§ **ABOUT THIS EXERCISE**: From the listing below, select every line where the word "water" appears.

§ **INFORMATION**:

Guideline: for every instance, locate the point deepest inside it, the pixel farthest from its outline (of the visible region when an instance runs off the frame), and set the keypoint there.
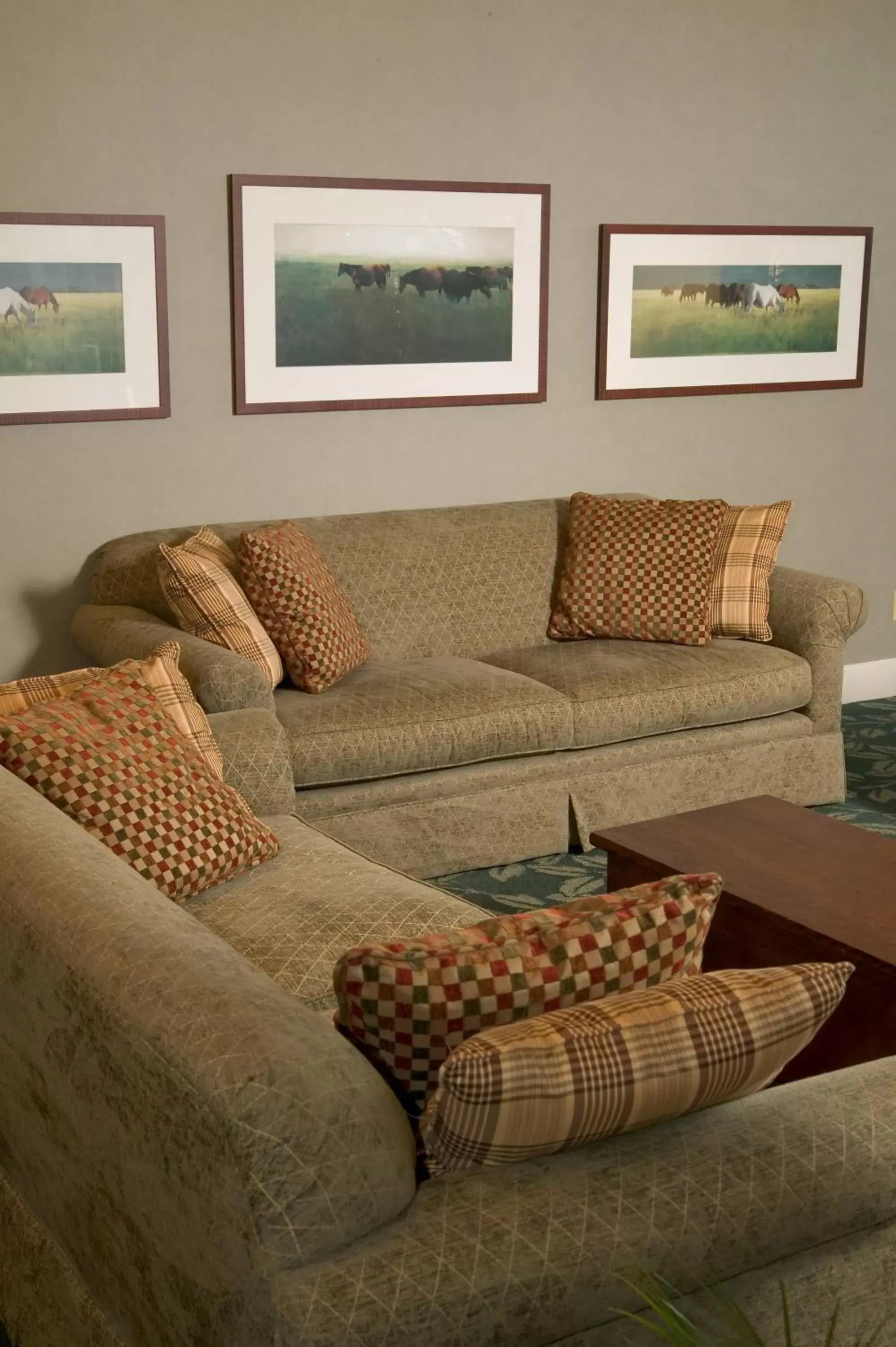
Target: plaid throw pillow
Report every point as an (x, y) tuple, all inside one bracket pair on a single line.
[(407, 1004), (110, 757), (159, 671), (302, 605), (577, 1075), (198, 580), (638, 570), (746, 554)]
--
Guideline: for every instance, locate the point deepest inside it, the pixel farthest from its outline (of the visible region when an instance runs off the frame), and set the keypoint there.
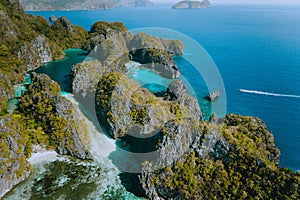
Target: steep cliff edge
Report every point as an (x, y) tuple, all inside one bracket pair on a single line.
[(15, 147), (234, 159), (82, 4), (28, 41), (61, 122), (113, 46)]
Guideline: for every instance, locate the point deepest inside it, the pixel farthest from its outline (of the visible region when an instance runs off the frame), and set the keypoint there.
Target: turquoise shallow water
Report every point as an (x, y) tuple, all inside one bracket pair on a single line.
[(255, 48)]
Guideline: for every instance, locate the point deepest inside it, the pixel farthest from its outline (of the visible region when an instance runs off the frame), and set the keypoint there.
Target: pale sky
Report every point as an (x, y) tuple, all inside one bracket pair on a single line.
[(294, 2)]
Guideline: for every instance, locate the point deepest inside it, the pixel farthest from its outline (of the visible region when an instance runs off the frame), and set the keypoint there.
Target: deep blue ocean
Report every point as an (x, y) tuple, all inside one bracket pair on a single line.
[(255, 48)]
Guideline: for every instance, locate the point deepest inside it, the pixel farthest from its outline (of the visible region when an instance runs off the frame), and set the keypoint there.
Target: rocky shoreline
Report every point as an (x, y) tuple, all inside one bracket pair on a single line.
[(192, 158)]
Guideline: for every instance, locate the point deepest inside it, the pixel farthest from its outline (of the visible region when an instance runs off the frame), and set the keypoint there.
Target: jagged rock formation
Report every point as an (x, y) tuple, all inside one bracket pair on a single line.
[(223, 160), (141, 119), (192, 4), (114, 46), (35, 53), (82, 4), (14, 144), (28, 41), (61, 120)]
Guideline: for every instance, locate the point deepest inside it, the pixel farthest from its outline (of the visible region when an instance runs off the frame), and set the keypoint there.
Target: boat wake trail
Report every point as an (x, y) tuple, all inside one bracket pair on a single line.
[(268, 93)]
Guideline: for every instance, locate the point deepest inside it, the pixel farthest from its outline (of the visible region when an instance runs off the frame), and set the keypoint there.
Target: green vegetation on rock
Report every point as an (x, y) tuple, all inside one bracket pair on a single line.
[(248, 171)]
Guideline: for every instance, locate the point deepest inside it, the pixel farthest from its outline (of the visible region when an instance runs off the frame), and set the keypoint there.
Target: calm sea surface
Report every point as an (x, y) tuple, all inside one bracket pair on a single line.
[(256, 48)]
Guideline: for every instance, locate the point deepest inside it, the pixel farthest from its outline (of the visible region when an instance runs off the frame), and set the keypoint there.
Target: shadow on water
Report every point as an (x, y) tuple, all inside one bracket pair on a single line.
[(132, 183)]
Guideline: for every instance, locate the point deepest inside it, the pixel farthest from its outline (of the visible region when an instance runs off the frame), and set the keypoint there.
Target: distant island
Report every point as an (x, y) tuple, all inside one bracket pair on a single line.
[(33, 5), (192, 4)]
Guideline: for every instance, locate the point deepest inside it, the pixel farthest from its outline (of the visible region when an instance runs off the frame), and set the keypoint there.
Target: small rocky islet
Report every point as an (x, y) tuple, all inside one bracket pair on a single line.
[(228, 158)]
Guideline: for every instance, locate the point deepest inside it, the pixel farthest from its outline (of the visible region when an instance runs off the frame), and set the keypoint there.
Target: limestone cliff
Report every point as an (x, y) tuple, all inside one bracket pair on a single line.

§ **COMPLETED TASK**:
Target: turquoise shallow water
Target: shadow on water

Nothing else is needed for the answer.